TASK OBJECTIVE> Report each line in the rows below that contains the word "wearing", copying every such line in full.

Begin PROVIDED MATERIAL

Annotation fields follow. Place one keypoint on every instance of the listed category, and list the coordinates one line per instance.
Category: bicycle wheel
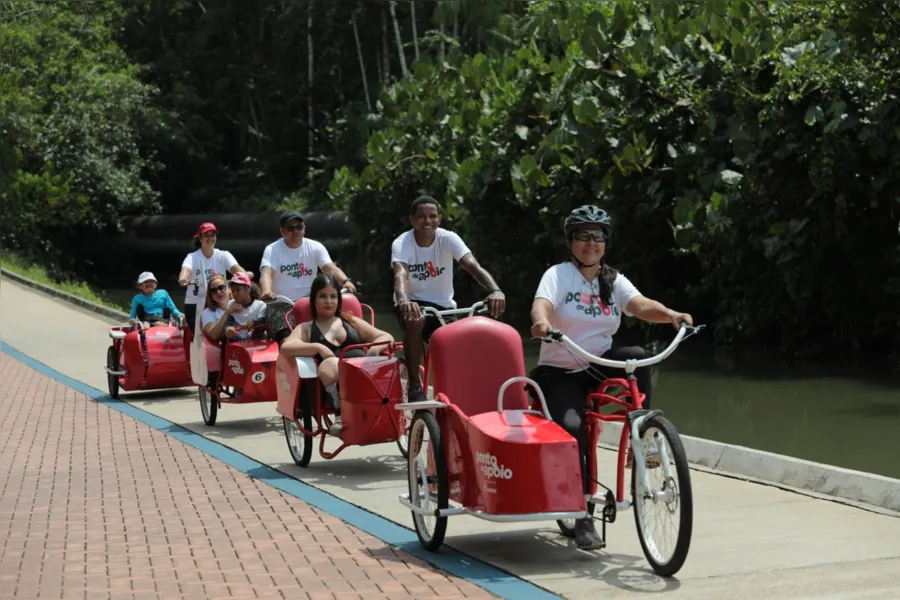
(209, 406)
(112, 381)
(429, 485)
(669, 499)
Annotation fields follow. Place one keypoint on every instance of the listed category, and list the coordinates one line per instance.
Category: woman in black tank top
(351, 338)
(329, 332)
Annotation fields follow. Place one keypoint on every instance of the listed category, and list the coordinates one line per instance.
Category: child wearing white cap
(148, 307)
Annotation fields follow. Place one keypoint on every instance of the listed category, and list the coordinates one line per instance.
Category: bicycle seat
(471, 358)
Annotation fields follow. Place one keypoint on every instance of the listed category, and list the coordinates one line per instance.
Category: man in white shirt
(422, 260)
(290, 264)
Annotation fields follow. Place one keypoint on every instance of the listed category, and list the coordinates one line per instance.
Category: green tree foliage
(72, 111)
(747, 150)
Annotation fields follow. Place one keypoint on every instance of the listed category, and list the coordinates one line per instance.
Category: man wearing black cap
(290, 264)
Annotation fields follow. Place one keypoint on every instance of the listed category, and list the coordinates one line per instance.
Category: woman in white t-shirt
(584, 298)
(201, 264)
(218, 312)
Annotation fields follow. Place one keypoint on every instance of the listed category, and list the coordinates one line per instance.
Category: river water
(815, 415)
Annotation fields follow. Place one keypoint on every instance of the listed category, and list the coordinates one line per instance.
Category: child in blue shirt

End PROVIDED MATERIAL
Begin PROVIDED MATERIAL

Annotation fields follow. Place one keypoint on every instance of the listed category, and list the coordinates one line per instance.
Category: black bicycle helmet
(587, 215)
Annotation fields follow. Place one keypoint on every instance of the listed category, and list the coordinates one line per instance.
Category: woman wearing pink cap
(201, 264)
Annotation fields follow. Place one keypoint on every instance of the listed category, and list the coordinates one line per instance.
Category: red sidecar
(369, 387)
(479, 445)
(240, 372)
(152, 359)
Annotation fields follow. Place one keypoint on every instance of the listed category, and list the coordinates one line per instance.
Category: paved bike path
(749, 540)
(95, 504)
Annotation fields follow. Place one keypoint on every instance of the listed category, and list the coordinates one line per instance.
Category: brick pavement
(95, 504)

End PROVIDED MATERIAL
Begin PROVIDED MATERIAL

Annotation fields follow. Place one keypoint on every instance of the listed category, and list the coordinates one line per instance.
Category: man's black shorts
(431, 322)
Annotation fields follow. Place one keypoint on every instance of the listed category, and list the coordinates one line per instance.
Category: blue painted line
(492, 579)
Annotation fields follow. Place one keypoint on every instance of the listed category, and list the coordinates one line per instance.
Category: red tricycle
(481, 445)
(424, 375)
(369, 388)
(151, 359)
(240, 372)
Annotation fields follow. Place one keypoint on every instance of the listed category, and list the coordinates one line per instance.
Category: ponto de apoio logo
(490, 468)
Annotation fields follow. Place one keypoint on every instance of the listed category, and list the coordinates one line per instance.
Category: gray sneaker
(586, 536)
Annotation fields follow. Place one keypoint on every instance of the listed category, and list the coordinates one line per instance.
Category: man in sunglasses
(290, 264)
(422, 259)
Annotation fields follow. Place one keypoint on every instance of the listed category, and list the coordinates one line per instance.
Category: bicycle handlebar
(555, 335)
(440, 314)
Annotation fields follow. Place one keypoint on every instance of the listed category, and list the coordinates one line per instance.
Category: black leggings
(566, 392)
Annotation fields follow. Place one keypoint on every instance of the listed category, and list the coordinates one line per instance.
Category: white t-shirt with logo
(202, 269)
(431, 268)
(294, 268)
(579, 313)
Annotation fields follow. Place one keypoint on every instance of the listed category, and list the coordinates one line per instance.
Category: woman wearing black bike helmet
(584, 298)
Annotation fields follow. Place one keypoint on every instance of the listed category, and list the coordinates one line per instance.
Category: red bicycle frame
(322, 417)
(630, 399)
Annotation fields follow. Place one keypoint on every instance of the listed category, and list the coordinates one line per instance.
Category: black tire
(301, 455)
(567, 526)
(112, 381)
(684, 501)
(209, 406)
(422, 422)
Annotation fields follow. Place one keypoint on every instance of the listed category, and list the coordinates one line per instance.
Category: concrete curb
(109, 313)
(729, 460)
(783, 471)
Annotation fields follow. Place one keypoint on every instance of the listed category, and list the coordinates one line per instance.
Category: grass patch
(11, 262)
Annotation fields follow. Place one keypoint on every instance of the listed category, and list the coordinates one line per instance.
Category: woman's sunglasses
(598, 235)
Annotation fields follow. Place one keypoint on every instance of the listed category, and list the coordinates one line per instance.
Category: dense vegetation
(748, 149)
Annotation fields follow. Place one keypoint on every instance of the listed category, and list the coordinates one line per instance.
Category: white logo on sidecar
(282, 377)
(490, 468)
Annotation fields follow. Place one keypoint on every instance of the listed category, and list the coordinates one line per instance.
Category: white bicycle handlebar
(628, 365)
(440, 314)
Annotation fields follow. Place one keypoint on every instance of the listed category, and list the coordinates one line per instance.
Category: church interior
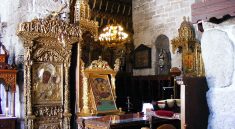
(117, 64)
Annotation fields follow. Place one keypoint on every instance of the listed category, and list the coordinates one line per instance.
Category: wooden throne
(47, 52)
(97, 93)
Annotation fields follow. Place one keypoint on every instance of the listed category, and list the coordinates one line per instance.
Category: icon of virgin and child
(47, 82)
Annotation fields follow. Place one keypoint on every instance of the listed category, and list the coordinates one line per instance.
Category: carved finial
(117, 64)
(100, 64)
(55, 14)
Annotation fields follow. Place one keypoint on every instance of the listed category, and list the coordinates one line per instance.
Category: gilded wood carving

End PROVIDED MATERIAL

FULL OUTPUT>
Category: child wearing white cap
Category: man wearing black cap
Category: woman wearing pink cap
Category: woman wearing black bike helmet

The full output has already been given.